-- START EXERCISE MATERIALS --

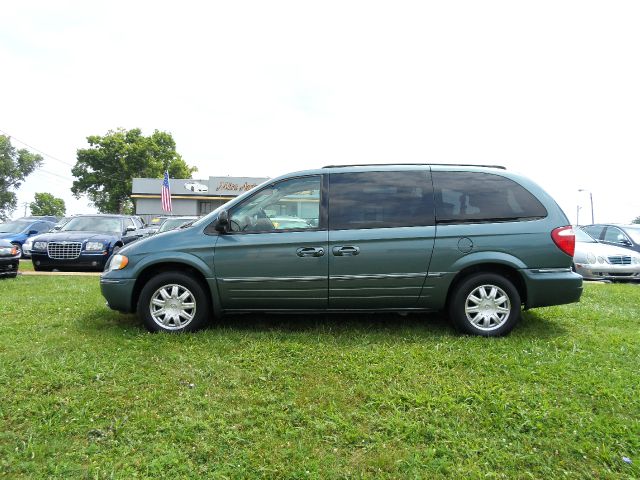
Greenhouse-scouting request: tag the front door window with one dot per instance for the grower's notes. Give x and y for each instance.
(289, 205)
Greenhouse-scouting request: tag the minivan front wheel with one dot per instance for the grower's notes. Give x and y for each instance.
(173, 302)
(485, 304)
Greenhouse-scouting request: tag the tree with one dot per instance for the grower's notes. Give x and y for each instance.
(105, 170)
(47, 204)
(15, 165)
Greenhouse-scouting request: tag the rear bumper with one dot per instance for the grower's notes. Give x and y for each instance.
(608, 272)
(118, 293)
(551, 286)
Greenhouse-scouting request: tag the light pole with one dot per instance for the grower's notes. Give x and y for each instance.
(591, 200)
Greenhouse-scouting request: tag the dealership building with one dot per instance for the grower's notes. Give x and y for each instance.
(188, 196)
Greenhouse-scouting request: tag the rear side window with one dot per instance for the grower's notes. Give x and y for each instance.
(471, 197)
(380, 200)
(594, 230)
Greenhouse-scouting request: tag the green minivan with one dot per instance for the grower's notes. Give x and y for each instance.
(477, 242)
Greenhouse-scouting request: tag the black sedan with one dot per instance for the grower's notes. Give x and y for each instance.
(85, 242)
(9, 259)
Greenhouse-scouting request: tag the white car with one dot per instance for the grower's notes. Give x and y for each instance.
(597, 261)
(196, 187)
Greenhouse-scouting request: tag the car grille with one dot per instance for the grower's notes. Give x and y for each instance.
(620, 260)
(64, 250)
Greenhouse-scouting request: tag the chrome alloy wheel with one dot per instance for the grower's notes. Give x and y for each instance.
(487, 307)
(172, 307)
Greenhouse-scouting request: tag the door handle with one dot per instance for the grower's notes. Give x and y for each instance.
(310, 252)
(346, 251)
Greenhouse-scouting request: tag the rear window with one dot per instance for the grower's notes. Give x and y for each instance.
(380, 200)
(470, 197)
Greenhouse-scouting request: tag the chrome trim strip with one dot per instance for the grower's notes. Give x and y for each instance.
(379, 276)
(436, 274)
(273, 279)
(551, 270)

-- END EXERCISE MATERIALS --

## [SET PROBLEM]
Format all of the material above as a two-column CSV with the header row label_text,points. Give one row for each item to be tagged, with its full wording in label_text and all of its coordinates in points. Put each field in quotes, turn line breaks into spaces, and leave the pictures out.

## [SOLVED PROBLEM]
label_text,points
"Greenhouse-scouting request: tag the front door window with one dot per instance for the grower's notes. Give x and y for each instance.","(289, 205)"
"Greenhouse-scouting request: tag the minivan front wheel with one dot per instance for the grower's notes. Give x and y for each instance.","(173, 302) (485, 304)"
"Greenhouse-scouting request: tag the tree with one dot per instance for the grower's notes. Give x and y for each instance.","(105, 170) (47, 204) (15, 165)"
"Greenhouse-scouting request: tag the rear bumper with one dot per instance for the grower's notes. Give x and y for each instance.","(608, 272) (118, 293) (551, 286)"
"Greenhouse-scouting request: tag the light pole with one dot per instance for the grower's notes. Give x and y for each instance.","(591, 200)"
"Greenhouse-scouting request: tag the dealership building with one dot per instance for the grower's notes. Give x and y for each instance.","(188, 196)"
"Greenhouse-scouting request: tag the rear side window with one dot per instance for the grower's notes. Give x and y for each instance.","(471, 197) (380, 200) (594, 230)"
"Greenhouse-scouting request: tag the green minivan with one dot per instance for the grower's notes. Give x and y for each instance.","(477, 242)"
"Greenhouse-scouting request: tag the black sedan with one dot per instance for the grower's notes. Give x and y for each instance.","(85, 242) (9, 259)"
"Greenhouse-scouting request: tag the white car with one dot per instance for the grower's notes. Give x and y for each instance.","(597, 261) (196, 187)"
"Greenhouse-scouting request: tag the car grille with one dot per instance for the grower's notes. Give x and y for each instance.","(620, 260) (64, 250)"
"Greenhouse-scouting request: tag the chrome alloy wheel with one dot per instance for the grower's notes. Give x and y for each instance.","(487, 307) (172, 307)"
"Greenhouse-scouting request: tag the door handle with one dot per instance for the grower's notes. Give x and y for each instance.","(310, 252) (346, 251)"
"Greenhouse-scouting request: tag the rear window with one dot per instance for the grower's notes. Give x and y for each instance.","(380, 200) (470, 197)"
"Greenhouse-scouting request: tag the chrome trim strip with one dot per instance for the grower's notes. Give x and y for each instance.","(379, 276) (436, 274) (273, 279) (551, 270)"